> Your task
In your copy, include no images and return each entry exactly as written.

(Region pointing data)
● ● ●
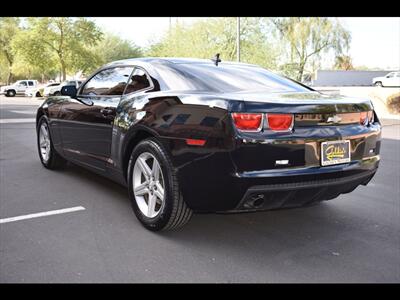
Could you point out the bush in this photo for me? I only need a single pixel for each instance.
(393, 103)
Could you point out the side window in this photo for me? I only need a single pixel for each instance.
(108, 82)
(137, 82)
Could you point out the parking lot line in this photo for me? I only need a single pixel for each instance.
(42, 214)
(21, 120)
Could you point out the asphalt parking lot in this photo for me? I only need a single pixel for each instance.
(354, 238)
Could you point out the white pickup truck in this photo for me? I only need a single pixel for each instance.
(19, 87)
(391, 79)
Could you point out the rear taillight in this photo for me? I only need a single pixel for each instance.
(247, 121)
(280, 122)
(371, 116)
(366, 117)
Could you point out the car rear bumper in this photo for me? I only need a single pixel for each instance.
(307, 189)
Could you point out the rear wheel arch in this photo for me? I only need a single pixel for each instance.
(133, 139)
(39, 114)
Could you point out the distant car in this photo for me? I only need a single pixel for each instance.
(56, 90)
(19, 87)
(391, 79)
(38, 91)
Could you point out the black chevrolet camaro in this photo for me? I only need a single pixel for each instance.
(187, 135)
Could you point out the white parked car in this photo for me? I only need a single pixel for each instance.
(19, 87)
(39, 90)
(56, 90)
(391, 79)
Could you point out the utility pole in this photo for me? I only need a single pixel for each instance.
(238, 39)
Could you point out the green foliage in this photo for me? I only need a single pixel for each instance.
(305, 39)
(205, 38)
(112, 48)
(60, 42)
(393, 103)
(9, 27)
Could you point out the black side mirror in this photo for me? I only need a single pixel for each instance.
(69, 90)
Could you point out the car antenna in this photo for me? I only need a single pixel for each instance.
(216, 59)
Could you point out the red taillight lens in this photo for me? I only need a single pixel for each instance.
(364, 118)
(280, 122)
(194, 142)
(248, 122)
(371, 117)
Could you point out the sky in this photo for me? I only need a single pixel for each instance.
(375, 41)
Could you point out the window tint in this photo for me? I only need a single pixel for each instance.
(224, 78)
(137, 82)
(108, 82)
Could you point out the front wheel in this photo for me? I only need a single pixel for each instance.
(10, 93)
(153, 188)
(47, 154)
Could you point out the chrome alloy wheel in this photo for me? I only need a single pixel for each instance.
(44, 142)
(148, 185)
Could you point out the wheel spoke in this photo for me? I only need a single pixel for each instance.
(159, 191)
(156, 170)
(142, 189)
(43, 131)
(151, 205)
(144, 167)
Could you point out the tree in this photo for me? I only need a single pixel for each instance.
(343, 62)
(112, 48)
(203, 39)
(308, 38)
(9, 27)
(61, 39)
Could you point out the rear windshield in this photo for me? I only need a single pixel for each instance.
(224, 78)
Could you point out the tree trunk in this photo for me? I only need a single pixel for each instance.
(9, 78)
(63, 70)
(301, 71)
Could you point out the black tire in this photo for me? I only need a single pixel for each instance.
(55, 161)
(10, 93)
(174, 212)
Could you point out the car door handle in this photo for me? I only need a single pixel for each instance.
(106, 111)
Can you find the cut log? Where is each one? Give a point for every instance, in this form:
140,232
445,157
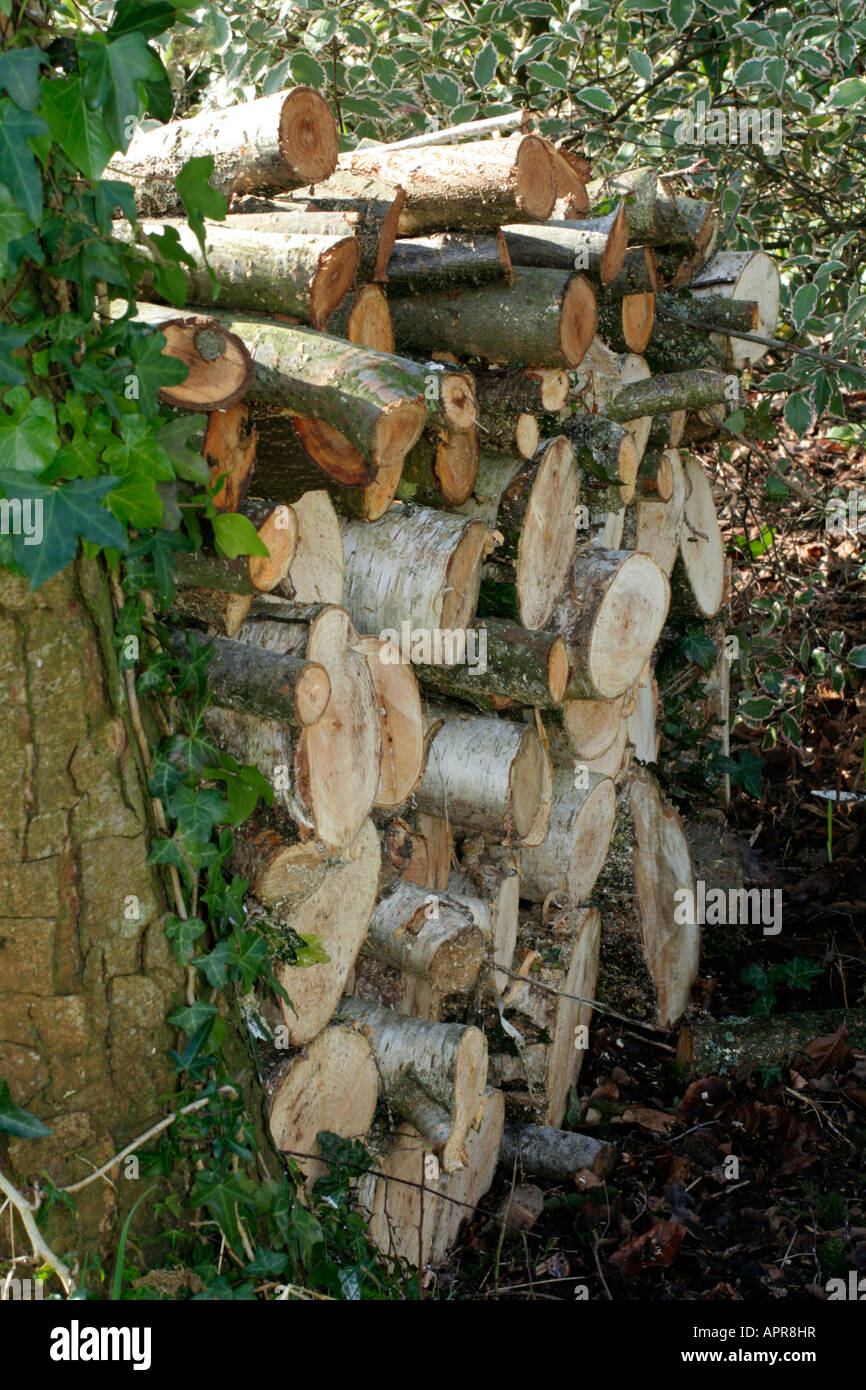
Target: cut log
473,186
591,726
364,319
327,776
330,1086
423,264
610,613
264,146
281,868
662,394
357,410
337,913
463,1191
546,320
431,1073
548,1012
433,937
534,514
285,469
603,451
267,684
581,826
655,526
642,719
492,895
626,323
595,248
416,567
556,1155
698,578
401,720
317,570
662,868
487,774
216,609
751,275
516,666
275,273
367,228
230,452
220,367
277,527
374,202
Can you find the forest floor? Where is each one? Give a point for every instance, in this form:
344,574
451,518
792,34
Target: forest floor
669,1221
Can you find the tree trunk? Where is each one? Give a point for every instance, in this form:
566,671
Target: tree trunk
264,146
416,567
487,774
421,264
545,320
473,186
274,273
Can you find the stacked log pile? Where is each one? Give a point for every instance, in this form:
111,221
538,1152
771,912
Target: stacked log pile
451,392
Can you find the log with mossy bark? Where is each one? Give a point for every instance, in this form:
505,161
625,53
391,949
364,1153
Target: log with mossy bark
473,186
655,524
610,613
376,203
270,684
626,321
569,861
551,1009
606,459
218,366
516,666
594,246
431,1073
667,392
273,273
328,1086
546,319
263,146
421,264
357,410
414,567
485,774
430,936
698,576
441,469
289,220
230,452
327,776
401,722
737,277
531,506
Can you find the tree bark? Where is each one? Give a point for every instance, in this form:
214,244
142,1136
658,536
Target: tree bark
264,146
545,320
470,186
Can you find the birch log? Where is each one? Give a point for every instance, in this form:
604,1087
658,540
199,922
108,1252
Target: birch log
431,1073
264,146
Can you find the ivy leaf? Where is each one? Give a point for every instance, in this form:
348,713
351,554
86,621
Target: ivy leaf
77,128
18,167
20,75
237,535
28,431
17,1122
75,509
199,199
484,67
597,99
114,79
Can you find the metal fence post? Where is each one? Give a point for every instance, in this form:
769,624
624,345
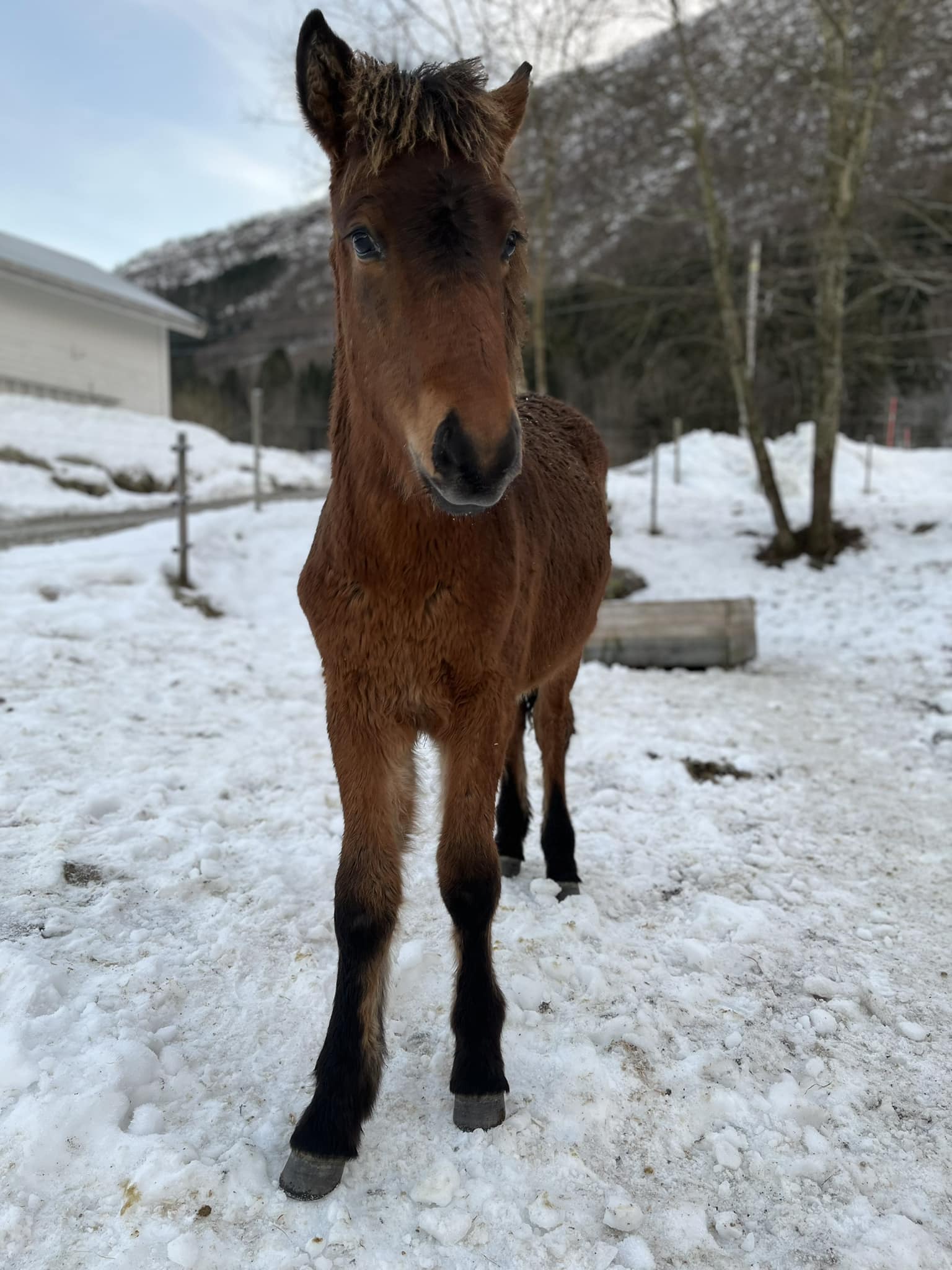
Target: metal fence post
180,448
257,442
653,527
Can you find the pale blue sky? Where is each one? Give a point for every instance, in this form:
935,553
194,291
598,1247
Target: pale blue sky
126,122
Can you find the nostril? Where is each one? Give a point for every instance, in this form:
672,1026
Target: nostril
452,448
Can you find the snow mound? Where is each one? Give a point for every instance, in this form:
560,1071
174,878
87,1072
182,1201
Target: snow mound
56,458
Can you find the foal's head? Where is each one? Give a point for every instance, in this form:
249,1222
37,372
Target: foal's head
428,257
● ● ●
> Result
Could you point out the bush in this photo for me? I only need a single pixel for each instance.
(393, 103)
Could you point out the side window in this photo for me? I only need a single pixel for each instance.
(108, 82)
(137, 82)
Could you point out the parking lot line in this photo for me? I only need a single pixel for each instance.
(42, 214)
(21, 120)
Could you point out the asphalt parking lot in this photo for me? I only need a single pixel for each instance.
(354, 238)
Could you point out the white pickup truck in this photo for me? I only need a single pixel for each instance.
(19, 87)
(391, 79)
Could you point out the rear taillight in this photo for me? I only need a single pixel for each instance.
(247, 121)
(280, 122)
(371, 116)
(366, 117)
Could you point out the car rear bumper in this photo for me? I only need a single pixel for each instance.
(307, 189)
Could you point out the rear wheel arch in this photo for me? I only need a single pixel for each instance.
(133, 139)
(39, 114)
Could you point out the distant car in this photo for me? I only need a single pixel for each instance.
(56, 90)
(19, 87)
(391, 79)
(38, 91)
Could you point out the black chevrolet camaro in this photo for me? I only need a single pixel for each instance.
(187, 135)
Could you point out the white parked car in this photo for me? I only need a single pixel for each instance.
(19, 87)
(39, 90)
(56, 90)
(391, 79)
Could you point out the utility pole in this photo for me? I only need a single pixel for each instance.
(238, 39)
Could you point out the green foliage in this photo for me? I only need a single pixel for each instance.
(305, 39)
(205, 38)
(112, 48)
(60, 42)
(393, 103)
(9, 27)
Could you point out the black side mirror in this photo for me? I only need a single pixel for each instance.
(69, 90)
Could you point out the car antenna in this photo for me? I only need a single pixel for each instance.
(216, 59)
Could you point out the red taillight lens in this photo for me? I only need a single pixel for each instance.
(364, 118)
(280, 122)
(194, 142)
(248, 122)
(371, 117)
Could you point out the sky in this photo for me? I only need a single pixel for each instance.
(375, 41)
Could you point out the window tint in this photo for me? I only need a single pixel for each instance.
(224, 78)
(137, 82)
(108, 82)
Could you point out the front wheel in this photo for me? I only need a single pixel for each instance.
(10, 93)
(153, 188)
(47, 154)
Could you point out the chrome alloy wheel in this photo for me? I only need a single pixel for each instance.
(44, 142)
(148, 185)
Could you point out the wheel spoke in this photo for me? I only need a single pixel for each instance.
(159, 191)
(156, 170)
(142, 189)
(43, 131)
(151, 205)
(144, 167)
Could you point out the tree in this photo for me? I only need a single pixel for each instance.
(343, 62)
(112, 48)
(203, 39)
(308, 38)
(9, 27)
(61, 39)
Could you point out the rear windshield in this photo for me? I only need a single pixel for each instance.
(224, 78)
Could you point out the tree trunk in this photo for me? I only need a single pixel for each instance.
(9, 78)
(63, 70)
(301, 71)
Could you point out the black tire in this photo for me? I only need a single pixel for each instance.
(55, 161)
(10, 93)
(174, 212)
Could you point out the car door handle in this photo for me? I only need a single pixel for each instance.
(106, 111)
Can you find the cut log? Where is each one? Give a point for every instance, in this form:
140,232
445,157
Target: cut log
473,186
591,726
364,319
327,776
330,1086
423,264
610,613
264,146
281,868
662,394
357,410
337,913
463,1191
546,320
431,1073
548,1012
433,937
534,514
285,469
603,451
267,684
581,826
655,526
642,719
492,895
626,323
595,248
416,567
556,1155
698,578
401,720
317,570
662,868
487,774
216,609
751,275
516,666
275,273
367,228
230,452
220,367
277,527
374,202
Can you find the forest floor? Where is each one? Give a point for every instance, in this form:
344,574
451,518
792,34
Target: forest floor
669,1221
Can you find the tree trunk? Where is each one? Give a point for every instance, in this form:
566,671
Target: tree trunk
264,146
416,567
487,774
421,264
545,320
473,186
274,273
Can you find the stacked log pile? Where is each one? Give a point for every instance, in this form:
111,221
538,1152
771,912
Target: stacked log pile
451,392
Can you find the log with mossy bark? Where is each one? Give a point for every instance, in this form:
505,161
625,53
391,949
364,1153
Target: log with mossy bark
473,186
655,524
610,613
376,203
270,684
626,321
569,861
551,1009
606,459
218,366
516,666
594,246
431,1073
667,392
273,273
328,1086
546,319
263,146
421,264
357,410
414,567
485,774
430,936
698,576
441,469
289,220
230,452
327,776
401,722
737,277
531,506
Can you find the tree bark? Where is each one? Give a point for every instance, in this form:
214,244
142,1136
658,536
Target: tree bark
264,146
545,320
470,186
Can you find the birch log? Where is each one? Give a point for every instance, in this form:
604,1087
658,540
199,922
108,1252
Target: birch log
431,1073
264,146
Can you find the ivy leaf? Where is each one? Give a point for every instance, in this form:
348,713
351,554
86,621
Target: ivy leaf
77,128
18,167
20,75
237,535
28,431
17,1122
75,509
199,199
484,67
597,99
114,79
Can you find the metal fence post? Where is each one? Give a point for every instance, in this form:
769,624
624,345
Target: metal fence post
180,448
257,442
653,527
Can you find the pale blue sky? Where is each one? Give a point for every instance, in this form:
935,553
194,291
598,1247
Target: pale blue sky
126,122
Can you find the nostril? Where is each one? Give a point for every instance, in this form:
672,1026
Target: nostril
452,448
Can you find the snow mound? Where is each one? Give a point for every instance, in this form:
560,1071
174,878
87,1072
182,1201
Target: snow mound
56,458
Can you find the foal's head? Where is each one? Give a point for every instance, in this form:
249,1222
37,372
Target: foal's head
428,257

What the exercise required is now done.